**REQUIREMENTS:** Set every line down exactly, from the one that has "of the wrist" through the final one, and keep the pictures out.

**MATERIAL PROVIDED:**
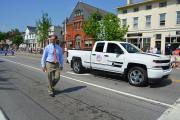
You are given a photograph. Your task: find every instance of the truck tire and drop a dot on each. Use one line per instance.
(137, 76)
(77, 66)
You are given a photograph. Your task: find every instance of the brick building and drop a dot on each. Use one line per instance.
(75, 37)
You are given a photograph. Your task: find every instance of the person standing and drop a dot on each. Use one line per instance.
(52, 63)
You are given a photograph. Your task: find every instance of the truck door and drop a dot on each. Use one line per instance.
(114, 58)
(97, 56)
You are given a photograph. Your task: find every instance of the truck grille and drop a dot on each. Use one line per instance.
(161, 61)
(166, 67)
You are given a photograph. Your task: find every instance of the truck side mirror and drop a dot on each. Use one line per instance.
(118, 51)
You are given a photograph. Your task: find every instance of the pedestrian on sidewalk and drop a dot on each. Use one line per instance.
(52, 63)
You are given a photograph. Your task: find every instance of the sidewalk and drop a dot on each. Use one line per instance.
(172, 113)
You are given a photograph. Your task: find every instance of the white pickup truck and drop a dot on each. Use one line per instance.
(124, 58)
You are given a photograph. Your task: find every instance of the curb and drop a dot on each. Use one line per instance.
(172, 113)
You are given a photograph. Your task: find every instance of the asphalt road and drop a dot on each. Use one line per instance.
(90, 96)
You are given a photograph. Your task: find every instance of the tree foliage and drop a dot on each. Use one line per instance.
(14, 35)
(92, 26)
(107, 28)
(43, 25)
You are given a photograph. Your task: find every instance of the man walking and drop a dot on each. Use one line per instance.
(52, 63)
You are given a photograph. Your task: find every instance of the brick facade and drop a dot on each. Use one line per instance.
(75, 37)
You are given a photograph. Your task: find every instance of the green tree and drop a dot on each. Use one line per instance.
(43, 26)
(92, 26)
(105, 28)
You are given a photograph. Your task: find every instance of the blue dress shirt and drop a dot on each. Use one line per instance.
(48, 55)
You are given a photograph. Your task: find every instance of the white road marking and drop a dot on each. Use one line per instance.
(77, 74)
(102, 87)
(172, 113)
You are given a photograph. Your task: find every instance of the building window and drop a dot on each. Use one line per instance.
(78, 13)
(146, 44)
(69, 44)
(162, 19)
(135, 23)
(158, 36)
(148, 7)
(148, 21)
(178, 18)
(162, 4)
(100, 47)
(124, 11)
(88, 43)
(124, 22)
(178, 1)
(136, 9)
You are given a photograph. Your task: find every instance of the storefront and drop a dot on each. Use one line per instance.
(140, 41)
(171, 43)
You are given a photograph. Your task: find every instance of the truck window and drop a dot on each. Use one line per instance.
(114, 48)
(99, 47)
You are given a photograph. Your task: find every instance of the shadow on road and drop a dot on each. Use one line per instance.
(69, 90)
(162, 83)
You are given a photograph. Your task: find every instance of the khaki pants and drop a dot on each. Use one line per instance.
(53, 72)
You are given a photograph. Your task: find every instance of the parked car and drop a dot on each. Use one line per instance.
(124, 58)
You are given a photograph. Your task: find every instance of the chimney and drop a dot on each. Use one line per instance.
(129, 2)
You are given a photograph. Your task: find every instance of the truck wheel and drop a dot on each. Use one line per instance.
(137, 76)
(77, 66)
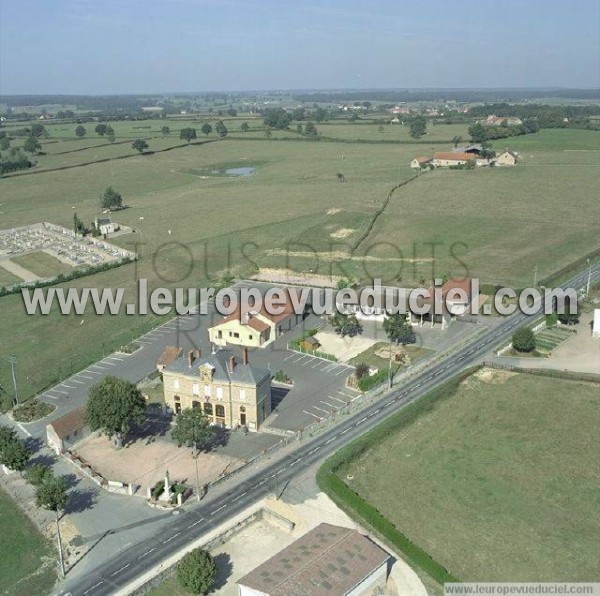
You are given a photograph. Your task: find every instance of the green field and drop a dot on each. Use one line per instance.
(7, 278)
(490, 481)
(292, 212)
(27, 562)
(42, 264)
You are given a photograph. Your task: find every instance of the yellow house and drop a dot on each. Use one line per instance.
(508, 158)
(255, 328)
(230, 393)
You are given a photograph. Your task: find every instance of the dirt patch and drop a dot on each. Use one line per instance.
(342, 233)
(493, 377)
(146, 464)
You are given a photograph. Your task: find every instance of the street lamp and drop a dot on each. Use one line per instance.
(587, 291)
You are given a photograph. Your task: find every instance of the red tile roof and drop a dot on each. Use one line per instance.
(451, 156)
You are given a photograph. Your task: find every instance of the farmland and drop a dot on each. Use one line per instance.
(489, 480)
(191, 226)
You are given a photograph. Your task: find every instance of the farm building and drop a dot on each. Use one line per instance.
(420, 162)
(255, 328)
(230, 393)
(64, 432)
(327, 560)
(105, 225)
(446, 159)
(507, 158)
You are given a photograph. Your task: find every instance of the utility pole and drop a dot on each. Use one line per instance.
(587, 291)
(13, 362)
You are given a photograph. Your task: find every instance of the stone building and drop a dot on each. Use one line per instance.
(230, 393)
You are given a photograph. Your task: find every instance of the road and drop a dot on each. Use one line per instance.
(238, 493)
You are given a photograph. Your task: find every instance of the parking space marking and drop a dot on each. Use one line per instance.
(337, 399)
(311, 414)
(330, 405)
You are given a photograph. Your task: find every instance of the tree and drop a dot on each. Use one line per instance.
(345, 324)
(37, 130)
(310, 129)
(114, 405)
(277, 118)
(101, 129)
(417, 127)
(111, 199)
(14, 453)
(478, 133)
(139, 145)
(37, 474)
(221, 129)
(197, 571)
(51, 494)
(398, 329)
(78, 226)
(187, 134)
(31, 145)
(206, 129)
(523, 340)
(361, 370)
(192, 428)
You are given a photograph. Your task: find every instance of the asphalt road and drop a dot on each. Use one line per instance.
(115, 574)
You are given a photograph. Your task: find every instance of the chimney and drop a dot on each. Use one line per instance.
(231, 363)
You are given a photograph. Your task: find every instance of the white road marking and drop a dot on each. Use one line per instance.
(146, 553)
(119, 570)
(171, 538)
(94, 587)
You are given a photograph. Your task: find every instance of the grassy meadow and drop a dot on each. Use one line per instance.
(491, 482)
(191, 226)
(26, 565)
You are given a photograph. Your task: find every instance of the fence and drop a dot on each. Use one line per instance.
(546, 372)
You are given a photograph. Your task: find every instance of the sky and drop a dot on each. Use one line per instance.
(161, 46)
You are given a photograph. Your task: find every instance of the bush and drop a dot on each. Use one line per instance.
(523, 340)
(197, 572)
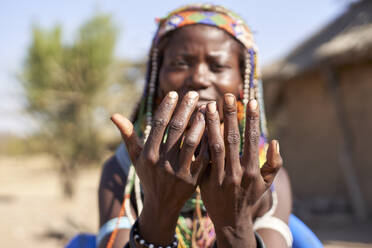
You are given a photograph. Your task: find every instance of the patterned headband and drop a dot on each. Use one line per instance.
(208, 15)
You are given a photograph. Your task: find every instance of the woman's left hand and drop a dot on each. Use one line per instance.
(231, 186)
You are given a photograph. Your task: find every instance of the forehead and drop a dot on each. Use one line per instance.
(201, 38)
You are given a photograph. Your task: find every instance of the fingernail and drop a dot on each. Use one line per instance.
(212, 107)
(277, 147)
(253, 104)
(172, 94)
(192, 94)
(202, 108)
(229, 99)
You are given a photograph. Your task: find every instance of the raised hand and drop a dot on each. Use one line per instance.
(167, 171)
(231, 186)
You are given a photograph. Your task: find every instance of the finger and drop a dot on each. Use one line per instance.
(192, 141)
(180, 119)
(273, 163)
(132, 142)
(159, 124)
(231, 135)
(250, 159)
(215, 141)
(202, 161)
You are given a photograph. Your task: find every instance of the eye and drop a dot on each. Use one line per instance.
(179, 63)
(218, 67)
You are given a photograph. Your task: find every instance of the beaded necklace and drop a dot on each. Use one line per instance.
(199, 233)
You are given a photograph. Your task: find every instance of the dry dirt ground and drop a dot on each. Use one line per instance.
(33, 213)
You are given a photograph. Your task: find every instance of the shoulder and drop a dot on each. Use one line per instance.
(110, 190)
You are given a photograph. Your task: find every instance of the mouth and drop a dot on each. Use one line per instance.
(202, 102)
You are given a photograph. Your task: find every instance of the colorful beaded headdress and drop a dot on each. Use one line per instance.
(224, 19)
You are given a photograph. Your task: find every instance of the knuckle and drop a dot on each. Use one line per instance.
(229, 110)
(217, 148)
(277, 162)
(168, 105)
(191, 141)
(151, 158)
(158, 123)
(212, 119)
(254, 136)
(251, 174)
(233, 137)
(176, 124)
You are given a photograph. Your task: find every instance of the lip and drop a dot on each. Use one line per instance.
(204, 102)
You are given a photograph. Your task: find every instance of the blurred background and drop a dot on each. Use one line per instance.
(66, 66)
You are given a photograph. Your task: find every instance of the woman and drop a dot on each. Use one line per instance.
(204, 135)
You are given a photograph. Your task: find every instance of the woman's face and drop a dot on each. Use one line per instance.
(204, 59)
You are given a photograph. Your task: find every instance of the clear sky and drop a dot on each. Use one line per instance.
(278, 26)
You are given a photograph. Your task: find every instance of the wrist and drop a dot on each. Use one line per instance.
(239, 235)
(157, 225)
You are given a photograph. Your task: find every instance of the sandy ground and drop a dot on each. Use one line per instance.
(33, 213)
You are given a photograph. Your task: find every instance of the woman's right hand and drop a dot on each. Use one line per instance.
(168, 175)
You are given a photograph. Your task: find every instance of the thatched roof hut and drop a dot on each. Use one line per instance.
(345, 40)
(319, 104)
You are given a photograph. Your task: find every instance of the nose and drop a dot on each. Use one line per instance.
(200, 77)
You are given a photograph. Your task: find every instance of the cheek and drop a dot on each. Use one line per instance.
(169, 81)
(230, 83)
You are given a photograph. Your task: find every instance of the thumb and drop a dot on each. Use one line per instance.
(273, 163)
(132, 142)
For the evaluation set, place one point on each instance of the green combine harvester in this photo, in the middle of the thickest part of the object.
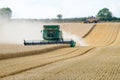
(51, 35)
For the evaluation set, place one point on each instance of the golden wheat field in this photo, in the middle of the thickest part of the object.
(99, 60)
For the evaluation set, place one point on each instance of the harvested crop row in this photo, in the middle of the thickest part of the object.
(99, 64)
(117, 41)
(103, 34)
(11, 51)
(17, 65)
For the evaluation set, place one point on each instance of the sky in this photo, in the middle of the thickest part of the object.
(42, 9)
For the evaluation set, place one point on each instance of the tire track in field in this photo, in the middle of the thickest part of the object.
(65, 57)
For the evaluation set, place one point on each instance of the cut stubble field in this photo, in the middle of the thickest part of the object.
(98, 61)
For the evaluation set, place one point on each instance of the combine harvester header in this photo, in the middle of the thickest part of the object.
(51, 35)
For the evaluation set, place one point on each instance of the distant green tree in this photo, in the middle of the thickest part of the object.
(59, 16)
(5, 13)
(104, 14)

**FULL OUTPUT:**
You are given a photograph. Your task: find every instance of the wrist and drop a dot on each. Use one line per instance.
(239, 235)
(157, 225)
You are given a photograph. Your task: find every instance of the sandy ground and drop a dot on each. Use one line per instance.
(33, 213)
You are given a photograph. Your task: find every instance of the woman's right hand and drop a dot on each. Use one line per instance.
(168, 175)
You are given a photograph. Your task: find every instance of the thatched roof hut and drop a dot on each. Use one line per instance.
(345, 40)
(319, 104)
You are given a photograph. Your task: find every instance of the nose and drop a dot on each. Use one line per instance.
(200, 77)
You are given a photograph. Your task: find every instance of the cheek and drop a dot on each. Use one line per instance.
(169, 81)
(230, 83)
You are given a photograph. Your task: find every instance of the thumb and drop a dot on each. Use one line per instance.
(273, 163)
(132, 142)
For the evaluation set, place one point on each instance of the green combine harvester in this photo, in the middle of the thickest part of the object.
(51, 35)
For the evaluation set, place one point on each instance of the golden wheat field in this photo, in the middle of the thickest part of the object.
(99, 60)
For the evaluation set, place one point on each instance of the harvested crop row in this photo, in the middle of the thickest part of the object.
(99, 64)
(117, 41)
(103, 34)
(11, 51)
(17, 65)
For the evaluation set, place one point on each instance of the sky in this photo, in the middle of the thickest part of the object.
(42, 9)
For the evaluation set, place one point on each instance of the tire track in field in this photo, in the middle of the thickest part of the object.
(65, 57)
For the evaluation set, place one point on each instance of the cut stubble field in this photo, in the middle of the thickest part of the object.
(98, 61)
For the evaluation set, place one point on each instance of the combine harvester header in this photo, in the middle of the thickest part of the object.
(51, 35)
For the evaluation set, place one point on each instance of the distant green tree in this photo, in the middle of the thickest part of the object.
(59, 16)
(5, 13)
(104, 14)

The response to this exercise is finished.